● Entries

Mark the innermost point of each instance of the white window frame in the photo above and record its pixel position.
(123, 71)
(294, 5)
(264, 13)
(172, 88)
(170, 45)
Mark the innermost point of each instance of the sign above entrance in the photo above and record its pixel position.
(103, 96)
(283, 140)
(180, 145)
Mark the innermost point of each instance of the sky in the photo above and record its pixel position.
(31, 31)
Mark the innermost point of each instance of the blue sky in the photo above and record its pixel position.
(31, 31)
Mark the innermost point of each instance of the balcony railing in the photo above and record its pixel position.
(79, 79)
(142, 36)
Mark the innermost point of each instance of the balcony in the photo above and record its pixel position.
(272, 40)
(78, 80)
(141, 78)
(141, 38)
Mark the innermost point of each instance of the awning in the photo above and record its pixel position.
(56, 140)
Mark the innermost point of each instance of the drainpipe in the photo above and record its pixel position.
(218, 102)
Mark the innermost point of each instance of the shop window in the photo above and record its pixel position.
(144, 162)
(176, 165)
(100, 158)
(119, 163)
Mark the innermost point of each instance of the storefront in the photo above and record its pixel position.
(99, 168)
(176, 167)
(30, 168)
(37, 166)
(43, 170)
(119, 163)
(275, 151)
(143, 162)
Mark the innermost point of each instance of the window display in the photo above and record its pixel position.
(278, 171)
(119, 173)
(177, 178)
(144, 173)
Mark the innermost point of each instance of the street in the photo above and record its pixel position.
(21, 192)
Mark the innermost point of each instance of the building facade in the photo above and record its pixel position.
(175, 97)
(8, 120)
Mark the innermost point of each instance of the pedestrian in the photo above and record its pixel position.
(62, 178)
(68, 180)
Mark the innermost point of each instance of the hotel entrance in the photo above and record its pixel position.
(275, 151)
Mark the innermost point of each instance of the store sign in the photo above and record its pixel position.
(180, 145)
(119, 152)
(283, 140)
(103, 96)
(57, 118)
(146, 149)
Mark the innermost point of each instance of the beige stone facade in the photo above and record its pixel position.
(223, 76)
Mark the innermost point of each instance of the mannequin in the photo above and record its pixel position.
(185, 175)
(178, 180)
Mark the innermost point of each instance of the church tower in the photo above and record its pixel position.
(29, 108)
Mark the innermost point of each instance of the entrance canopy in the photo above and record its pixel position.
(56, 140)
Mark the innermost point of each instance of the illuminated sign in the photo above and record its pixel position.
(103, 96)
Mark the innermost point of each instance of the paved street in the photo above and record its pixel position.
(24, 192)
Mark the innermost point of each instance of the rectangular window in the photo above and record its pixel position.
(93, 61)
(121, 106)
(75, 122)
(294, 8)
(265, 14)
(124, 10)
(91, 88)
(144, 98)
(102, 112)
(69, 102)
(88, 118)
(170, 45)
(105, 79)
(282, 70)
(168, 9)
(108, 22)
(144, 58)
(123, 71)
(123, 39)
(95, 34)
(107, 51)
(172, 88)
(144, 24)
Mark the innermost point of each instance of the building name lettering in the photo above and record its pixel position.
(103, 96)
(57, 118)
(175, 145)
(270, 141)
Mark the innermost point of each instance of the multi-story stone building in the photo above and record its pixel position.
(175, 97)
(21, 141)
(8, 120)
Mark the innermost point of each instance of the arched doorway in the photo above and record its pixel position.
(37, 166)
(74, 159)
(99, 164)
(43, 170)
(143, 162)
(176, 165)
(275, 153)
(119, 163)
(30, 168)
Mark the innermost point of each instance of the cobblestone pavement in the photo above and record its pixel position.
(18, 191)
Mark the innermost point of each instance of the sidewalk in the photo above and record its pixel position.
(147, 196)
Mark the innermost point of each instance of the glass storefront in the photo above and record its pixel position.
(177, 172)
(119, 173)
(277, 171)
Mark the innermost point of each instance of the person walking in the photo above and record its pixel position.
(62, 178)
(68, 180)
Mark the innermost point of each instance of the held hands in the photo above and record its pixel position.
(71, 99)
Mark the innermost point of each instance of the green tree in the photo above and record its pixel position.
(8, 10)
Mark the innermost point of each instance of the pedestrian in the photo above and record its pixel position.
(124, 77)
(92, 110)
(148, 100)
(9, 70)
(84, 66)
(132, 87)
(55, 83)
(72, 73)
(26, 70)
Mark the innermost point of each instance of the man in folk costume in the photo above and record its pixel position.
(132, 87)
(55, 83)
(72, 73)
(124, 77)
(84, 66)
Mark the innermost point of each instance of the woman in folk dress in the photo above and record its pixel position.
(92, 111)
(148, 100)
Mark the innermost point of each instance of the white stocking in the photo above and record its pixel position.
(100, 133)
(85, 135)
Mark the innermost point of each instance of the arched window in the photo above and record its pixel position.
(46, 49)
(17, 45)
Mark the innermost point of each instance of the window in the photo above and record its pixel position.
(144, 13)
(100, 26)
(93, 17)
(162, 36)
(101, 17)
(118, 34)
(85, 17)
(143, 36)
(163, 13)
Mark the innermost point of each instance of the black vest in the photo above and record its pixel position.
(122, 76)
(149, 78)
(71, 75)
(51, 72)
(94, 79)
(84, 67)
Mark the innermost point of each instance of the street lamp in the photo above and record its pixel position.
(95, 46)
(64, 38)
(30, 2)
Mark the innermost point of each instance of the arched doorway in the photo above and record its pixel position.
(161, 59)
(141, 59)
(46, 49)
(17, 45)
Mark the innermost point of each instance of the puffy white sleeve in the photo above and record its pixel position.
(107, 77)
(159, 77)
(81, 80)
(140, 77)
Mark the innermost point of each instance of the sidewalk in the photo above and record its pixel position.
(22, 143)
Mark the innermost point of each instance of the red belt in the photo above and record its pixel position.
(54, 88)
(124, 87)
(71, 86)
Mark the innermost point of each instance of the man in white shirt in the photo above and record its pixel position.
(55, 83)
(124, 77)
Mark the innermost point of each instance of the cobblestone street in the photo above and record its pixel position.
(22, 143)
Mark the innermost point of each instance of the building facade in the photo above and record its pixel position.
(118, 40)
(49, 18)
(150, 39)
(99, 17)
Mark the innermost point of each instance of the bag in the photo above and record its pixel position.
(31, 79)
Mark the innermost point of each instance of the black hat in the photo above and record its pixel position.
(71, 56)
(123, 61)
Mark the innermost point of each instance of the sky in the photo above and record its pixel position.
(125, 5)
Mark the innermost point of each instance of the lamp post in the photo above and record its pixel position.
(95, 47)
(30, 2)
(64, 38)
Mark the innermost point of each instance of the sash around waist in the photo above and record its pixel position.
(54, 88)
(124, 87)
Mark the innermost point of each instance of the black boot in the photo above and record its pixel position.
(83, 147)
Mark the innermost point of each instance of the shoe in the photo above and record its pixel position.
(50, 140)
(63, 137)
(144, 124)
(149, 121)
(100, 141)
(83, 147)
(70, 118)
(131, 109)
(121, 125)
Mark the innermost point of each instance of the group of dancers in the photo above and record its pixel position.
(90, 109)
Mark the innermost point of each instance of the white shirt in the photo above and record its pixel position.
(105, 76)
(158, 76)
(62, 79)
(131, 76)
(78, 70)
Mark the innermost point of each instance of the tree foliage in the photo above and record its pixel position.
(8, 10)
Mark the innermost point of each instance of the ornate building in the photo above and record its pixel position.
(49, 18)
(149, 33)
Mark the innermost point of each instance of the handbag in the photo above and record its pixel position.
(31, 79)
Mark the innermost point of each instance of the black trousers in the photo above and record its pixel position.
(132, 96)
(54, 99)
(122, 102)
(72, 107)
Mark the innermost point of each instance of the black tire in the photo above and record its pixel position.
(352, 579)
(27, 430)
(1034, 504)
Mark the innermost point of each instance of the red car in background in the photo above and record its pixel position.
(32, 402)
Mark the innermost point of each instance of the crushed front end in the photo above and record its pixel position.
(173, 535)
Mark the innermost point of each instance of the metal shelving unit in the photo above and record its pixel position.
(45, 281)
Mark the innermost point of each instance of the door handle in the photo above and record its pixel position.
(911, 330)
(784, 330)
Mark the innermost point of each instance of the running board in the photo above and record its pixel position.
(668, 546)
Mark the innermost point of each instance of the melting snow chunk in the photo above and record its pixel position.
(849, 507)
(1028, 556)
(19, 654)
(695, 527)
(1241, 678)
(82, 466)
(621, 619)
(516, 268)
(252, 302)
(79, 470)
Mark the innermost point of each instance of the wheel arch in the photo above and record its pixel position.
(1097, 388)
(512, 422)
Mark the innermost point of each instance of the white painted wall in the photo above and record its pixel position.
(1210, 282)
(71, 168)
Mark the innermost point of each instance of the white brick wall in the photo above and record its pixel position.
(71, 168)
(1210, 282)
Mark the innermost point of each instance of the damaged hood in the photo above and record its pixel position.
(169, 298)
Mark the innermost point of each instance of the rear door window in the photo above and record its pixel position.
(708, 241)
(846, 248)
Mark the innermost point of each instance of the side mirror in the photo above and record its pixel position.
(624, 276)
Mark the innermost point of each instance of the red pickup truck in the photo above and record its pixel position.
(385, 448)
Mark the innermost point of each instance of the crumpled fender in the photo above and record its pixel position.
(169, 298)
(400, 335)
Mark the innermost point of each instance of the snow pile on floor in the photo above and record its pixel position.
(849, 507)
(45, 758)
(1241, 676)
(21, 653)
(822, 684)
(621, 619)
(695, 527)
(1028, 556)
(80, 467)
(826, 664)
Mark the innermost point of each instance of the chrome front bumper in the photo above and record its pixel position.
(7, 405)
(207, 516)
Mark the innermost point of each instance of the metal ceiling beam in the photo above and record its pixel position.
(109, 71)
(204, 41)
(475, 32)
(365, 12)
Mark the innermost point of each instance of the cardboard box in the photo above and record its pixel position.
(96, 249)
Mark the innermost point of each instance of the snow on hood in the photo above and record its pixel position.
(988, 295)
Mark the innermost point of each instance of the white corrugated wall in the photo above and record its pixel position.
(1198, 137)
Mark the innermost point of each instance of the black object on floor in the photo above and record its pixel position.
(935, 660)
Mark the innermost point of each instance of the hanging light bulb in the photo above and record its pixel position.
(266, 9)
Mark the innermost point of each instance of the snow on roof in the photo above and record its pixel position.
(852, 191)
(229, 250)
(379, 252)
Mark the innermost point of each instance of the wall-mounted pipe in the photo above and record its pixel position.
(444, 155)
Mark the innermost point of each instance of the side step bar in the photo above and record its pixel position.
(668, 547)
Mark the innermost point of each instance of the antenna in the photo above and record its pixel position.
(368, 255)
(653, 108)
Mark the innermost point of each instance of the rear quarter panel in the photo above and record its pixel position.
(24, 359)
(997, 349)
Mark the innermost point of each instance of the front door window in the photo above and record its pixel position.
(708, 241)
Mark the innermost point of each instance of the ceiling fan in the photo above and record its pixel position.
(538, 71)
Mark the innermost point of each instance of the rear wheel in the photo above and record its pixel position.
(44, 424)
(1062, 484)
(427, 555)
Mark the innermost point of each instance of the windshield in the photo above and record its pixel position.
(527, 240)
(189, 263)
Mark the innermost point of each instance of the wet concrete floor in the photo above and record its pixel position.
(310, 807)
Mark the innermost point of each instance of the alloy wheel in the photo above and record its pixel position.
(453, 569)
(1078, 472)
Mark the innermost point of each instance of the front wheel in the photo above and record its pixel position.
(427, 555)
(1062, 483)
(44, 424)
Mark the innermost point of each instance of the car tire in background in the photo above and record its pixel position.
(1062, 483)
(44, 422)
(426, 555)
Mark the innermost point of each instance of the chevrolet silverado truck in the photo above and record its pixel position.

● Exercise prompt
Locate the line that contains "Mark the innermost point of each instance of the windshield", then please quote it and every line after it to the end of the entries above, exactly and with nothing else.

● Task output
Mark the innermost point of each instance of the windshield in the photo above and record its pixel position.
(527, 240)
(189, 263)
Mark the innermost point of each instance of the wet concrete floor in the photo above and record its pixel position.
(310, 807)
Mark the innermost point of each instance of the alloy wheel in the photo above and record its pixel position.
(453, 569)
(1078, 472)
Mark the innermost point of each instance of the front wheel in the photo above and record its pixel position.
(427, 555)
(1062, 483)
(44, 424)
Mark the innermost point of each instance of the car tire in background in the photo above and record its pixel position.
(1062, 483)
(44, 422)
(426, 555)
Mark the innermost point of each instance of the chevrolet silverado truck in the photo above and record its pixel position.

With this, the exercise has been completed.